### Record excerpts
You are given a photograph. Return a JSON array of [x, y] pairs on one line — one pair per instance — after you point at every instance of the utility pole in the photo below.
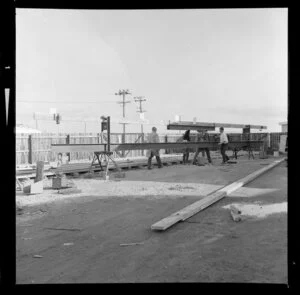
[[140, 110], [123, 102], [140, 99]]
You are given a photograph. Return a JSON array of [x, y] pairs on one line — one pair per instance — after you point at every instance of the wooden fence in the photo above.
[[37, 147]]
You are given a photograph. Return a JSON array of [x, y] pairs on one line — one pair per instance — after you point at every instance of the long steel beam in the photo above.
[[66, 148]]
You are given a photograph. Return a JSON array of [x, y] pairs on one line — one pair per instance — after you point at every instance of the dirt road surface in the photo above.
[[78, 239]]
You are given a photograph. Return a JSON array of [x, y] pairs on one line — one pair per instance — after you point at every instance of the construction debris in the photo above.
[[196, 207], [34, 188], [131, 244], [235, 213], [69, 229], [59, 182]]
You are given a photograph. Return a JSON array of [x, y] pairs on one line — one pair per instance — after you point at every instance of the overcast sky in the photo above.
[[219, 65]]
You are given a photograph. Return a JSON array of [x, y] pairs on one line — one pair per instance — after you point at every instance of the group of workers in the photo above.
[[202, 136]]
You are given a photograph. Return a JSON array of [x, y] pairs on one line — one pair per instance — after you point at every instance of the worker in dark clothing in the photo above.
[[204, 137], [153, 138], [186, 138], [223, 145]]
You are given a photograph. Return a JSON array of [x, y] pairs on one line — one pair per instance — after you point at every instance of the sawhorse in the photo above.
[[247, 147], [106, 156]]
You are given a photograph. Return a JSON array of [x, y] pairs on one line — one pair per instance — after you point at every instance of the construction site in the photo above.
[[180, 201], [110, 219]]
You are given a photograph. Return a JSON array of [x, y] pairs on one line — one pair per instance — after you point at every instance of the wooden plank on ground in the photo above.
[[212, 198], [188, 211], [186, 124]]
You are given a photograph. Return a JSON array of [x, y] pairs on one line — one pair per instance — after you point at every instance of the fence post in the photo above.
[[166, 140], [30, 149], [68, 142], [143, 140]]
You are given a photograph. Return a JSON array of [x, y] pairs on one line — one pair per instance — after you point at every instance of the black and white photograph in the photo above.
[[151, 145]]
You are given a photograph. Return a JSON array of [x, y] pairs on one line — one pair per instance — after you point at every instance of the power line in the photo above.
[[123, 102], [140, 99], [66, 102]]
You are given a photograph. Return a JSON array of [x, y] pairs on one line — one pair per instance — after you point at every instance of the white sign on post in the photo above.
[[52, 111]]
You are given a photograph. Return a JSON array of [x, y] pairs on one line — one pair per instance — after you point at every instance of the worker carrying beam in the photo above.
[[202, 136], [223, 145], [153, 138], [186, 138]]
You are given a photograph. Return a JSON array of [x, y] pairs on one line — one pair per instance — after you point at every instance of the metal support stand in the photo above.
[[105, 156]]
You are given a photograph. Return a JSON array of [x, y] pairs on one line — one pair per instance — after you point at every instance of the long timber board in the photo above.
[[210, 199], [67, 148], [185, 125]]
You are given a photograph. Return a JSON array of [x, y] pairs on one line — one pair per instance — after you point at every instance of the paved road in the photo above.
[[208, 247]]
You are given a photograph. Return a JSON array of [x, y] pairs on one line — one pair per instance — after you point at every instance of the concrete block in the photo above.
[[58, 182], [34, 188]]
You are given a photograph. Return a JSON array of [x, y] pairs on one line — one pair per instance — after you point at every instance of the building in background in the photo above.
[[283, 126], [21, 129]]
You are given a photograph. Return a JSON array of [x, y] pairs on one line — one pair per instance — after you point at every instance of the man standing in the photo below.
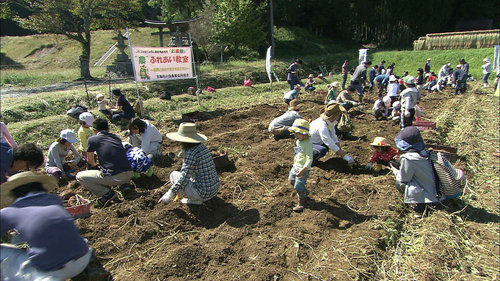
[[113, 163], [381, 68], [323, 135], [345, 71], [23, 157], [359, 77], [293, 73]]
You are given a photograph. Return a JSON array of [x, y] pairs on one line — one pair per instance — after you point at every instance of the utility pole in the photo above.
[[271, 21]]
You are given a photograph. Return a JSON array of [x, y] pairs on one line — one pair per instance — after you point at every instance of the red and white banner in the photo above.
[[162, 63]]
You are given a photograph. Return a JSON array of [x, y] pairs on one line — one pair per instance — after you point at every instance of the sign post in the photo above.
[[268, 66]]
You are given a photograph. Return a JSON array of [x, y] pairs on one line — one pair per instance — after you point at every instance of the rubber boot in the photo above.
[[301, 203]]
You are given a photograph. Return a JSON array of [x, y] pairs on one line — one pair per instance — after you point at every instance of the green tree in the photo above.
[[77, 18], [240, 25], [177, 9]]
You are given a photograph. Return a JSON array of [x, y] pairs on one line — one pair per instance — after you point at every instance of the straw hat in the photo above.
[[333, 109], [49, 183], [300, 126], [187, 133], [294, 105], [86, 117], [334, 84], [380, 141]]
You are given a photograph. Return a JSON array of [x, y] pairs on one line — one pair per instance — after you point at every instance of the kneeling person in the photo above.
[[197, 181]]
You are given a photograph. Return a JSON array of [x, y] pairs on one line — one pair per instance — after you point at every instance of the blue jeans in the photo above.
[[299, 184], [358, 87], [319, 150]]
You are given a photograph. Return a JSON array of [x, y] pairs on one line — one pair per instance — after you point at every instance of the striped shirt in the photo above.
[[198, 166]]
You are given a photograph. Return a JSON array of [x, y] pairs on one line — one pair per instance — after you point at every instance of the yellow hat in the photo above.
[[187, 133], [333, 109], [49, 183], [380, 141], [300, 126]]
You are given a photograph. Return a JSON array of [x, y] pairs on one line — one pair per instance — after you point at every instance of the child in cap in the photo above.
[[140, 162], [102, 106], [332, 92], [379, 110], [279, 126], [291, 95], [301, 162], [309, 84], [56, 156], [84, 132], [382, 154]]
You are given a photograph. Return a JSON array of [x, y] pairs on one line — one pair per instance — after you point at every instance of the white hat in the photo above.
[[410, 80], [68, 135], [187, 133], [49, 183], [86, 117]]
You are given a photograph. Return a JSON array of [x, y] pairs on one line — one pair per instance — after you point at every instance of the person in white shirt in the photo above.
[[145, 135], [323, 135], [408, 100]]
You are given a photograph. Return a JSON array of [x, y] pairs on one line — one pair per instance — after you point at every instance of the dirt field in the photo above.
[[249, 232]]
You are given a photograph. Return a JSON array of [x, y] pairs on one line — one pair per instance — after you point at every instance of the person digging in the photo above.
[[197, 181]]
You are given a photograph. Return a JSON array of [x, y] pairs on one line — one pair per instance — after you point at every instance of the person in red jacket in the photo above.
[[383, 153]]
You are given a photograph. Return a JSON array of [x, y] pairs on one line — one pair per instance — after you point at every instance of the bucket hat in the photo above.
[[300, 126], [49, 183], [68, 135], [86, 117], [380, 141], [333, 109], [187, 133]]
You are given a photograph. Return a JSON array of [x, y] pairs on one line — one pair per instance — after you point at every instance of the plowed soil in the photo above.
[[249, 231]]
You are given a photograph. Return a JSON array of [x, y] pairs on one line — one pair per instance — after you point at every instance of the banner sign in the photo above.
[[162, 63], [268, 64], [363, 55]]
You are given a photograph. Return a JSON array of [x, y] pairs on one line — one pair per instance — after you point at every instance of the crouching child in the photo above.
[[302, 161]]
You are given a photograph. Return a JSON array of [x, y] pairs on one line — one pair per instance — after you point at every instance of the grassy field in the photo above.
[[460, 245]]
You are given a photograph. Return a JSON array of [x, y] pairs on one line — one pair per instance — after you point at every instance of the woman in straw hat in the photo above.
[[56, 250], [323, 135], [197, 181]]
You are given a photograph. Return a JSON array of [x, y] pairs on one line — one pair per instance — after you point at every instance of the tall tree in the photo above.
[[77, 18]]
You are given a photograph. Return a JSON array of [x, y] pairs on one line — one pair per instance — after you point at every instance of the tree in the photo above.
[[77, 18], [239, 24]]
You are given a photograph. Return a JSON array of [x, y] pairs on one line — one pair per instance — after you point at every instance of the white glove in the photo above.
[[167, 197], [349, 159]]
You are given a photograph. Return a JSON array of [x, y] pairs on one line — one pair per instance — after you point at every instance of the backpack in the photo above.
[[345, 123], [451, 181], [76, 110]]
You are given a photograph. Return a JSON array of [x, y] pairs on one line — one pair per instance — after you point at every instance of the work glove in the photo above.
[[349, 159], [167, 197]]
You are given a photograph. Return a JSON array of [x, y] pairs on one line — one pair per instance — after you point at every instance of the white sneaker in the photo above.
[[191, 201]]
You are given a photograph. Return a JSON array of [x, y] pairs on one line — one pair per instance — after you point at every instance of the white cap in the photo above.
[[68, 135], [86, 117]]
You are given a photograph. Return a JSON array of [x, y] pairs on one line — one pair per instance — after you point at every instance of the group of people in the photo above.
[[31, 215]]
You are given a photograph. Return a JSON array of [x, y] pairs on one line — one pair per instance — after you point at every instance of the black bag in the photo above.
[[76, 110]]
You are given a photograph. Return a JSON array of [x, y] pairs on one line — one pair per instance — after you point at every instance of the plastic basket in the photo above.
[[425, 125], [80, 211]]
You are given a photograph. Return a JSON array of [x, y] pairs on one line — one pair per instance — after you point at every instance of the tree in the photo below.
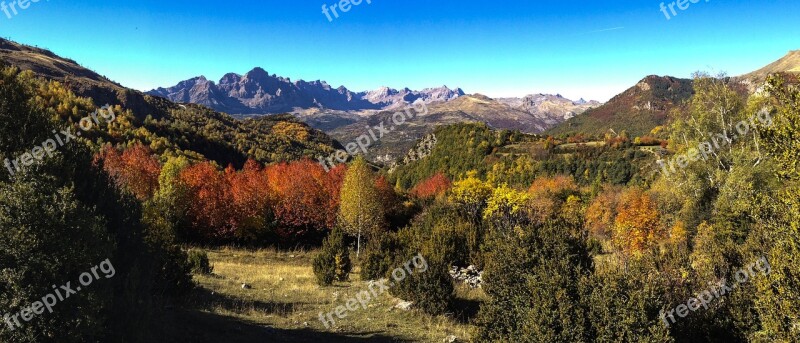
[[333, 261], [360, 210], [432, 187], [306, 198], [471, 194], [601, 213], [211, 207], [637, 225]]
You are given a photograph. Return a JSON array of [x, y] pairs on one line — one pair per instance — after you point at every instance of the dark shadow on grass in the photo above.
[[191, 326], [205, 299]]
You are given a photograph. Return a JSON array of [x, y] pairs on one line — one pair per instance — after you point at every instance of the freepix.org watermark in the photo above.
[[366, 140], [13, 5], [51, 145], [710, 147], [716, 291], [60, 293], [681, 4], [376, 288], [343, 5]]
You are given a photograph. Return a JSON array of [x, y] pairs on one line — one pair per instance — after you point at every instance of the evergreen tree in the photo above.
[[361, 212]]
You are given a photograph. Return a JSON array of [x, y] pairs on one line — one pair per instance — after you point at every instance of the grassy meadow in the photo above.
[[284, 302]]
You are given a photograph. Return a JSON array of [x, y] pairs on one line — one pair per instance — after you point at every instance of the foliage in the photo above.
[[636, 227], [198, 262], [432, 187], [360, 211], [62, 215], [333, 262]]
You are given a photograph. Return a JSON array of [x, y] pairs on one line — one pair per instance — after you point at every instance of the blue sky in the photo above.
[[499, 48]]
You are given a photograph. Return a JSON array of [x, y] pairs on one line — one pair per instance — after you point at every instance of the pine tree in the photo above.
[[360, 211]]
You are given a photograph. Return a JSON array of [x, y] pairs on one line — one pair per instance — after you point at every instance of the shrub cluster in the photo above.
[[333, 262]]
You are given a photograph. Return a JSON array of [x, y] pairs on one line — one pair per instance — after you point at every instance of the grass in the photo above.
[[285, 301]]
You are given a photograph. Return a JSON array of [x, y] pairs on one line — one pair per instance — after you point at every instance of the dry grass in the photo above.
[[285, 301]]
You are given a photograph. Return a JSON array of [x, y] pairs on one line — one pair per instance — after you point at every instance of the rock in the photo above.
[[404, 305], [470, 276]]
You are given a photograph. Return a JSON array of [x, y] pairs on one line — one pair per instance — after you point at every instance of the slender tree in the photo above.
[[360, 212]]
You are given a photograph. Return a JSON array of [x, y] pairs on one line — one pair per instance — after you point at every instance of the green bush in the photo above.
[[431, 289], [333, 262], [378, 258], [198, 262]]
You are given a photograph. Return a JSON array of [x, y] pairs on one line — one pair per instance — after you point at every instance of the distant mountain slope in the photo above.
[[637, 110], [191, 130], [532, 114], [259, 93], [787, 64]]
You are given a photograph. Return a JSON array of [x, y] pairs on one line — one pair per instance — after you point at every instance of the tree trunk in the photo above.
[[358, 245]]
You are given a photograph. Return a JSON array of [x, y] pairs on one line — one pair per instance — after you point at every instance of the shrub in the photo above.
[[378, 259], [198, 262], [430, 289], [333, 261]]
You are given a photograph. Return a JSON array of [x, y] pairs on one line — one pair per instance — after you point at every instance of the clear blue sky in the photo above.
[[590, 49]]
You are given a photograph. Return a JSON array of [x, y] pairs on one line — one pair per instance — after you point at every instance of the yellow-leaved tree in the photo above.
[[360, 210]]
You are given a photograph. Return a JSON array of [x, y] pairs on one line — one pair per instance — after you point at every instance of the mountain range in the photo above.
[[259, 93], [343, 114]]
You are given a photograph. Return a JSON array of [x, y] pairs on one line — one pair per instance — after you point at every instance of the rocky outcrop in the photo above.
[[470, 276], [259, 93]]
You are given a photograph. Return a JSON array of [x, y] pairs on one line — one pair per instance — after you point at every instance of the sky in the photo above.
[[592, 50]]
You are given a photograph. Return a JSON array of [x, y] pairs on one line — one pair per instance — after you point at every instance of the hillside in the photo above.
[[259, 93], [169, 128], [787, 64], [636, 111], [532, 114]]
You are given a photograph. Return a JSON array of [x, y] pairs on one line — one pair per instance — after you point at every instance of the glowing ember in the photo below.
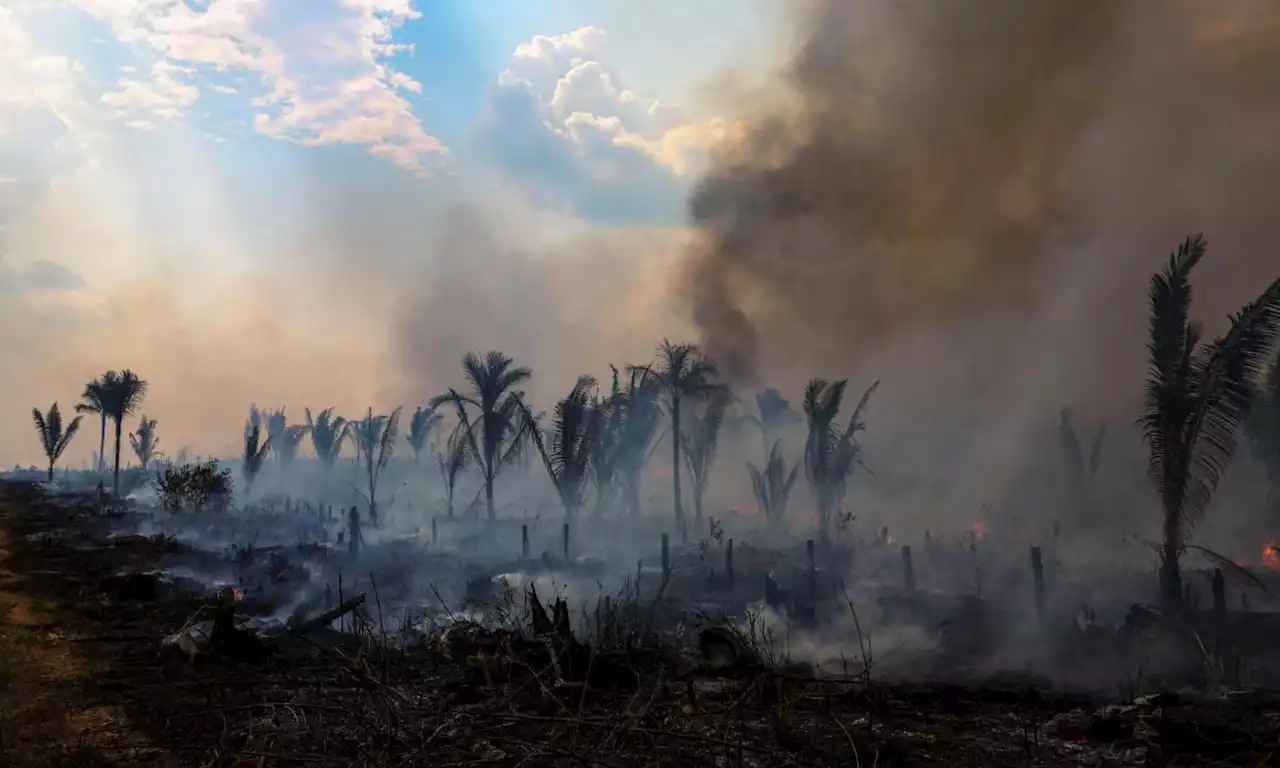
[[1271, 554]]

### To do
Reproduce the lines word for word, starting at the first line and ending at the line that contains "[[140, 110], [123, 102], [140, 99]]", both included. Leave the pictures out of your copy.

### Solution to this problem
You are given a photograph. Return a JSON array of [x, y] pairs on one line — one pair per instance — after you point at every instance of the utility pole in the photo below.
[[140, 110], [123, 102], [140, 99]]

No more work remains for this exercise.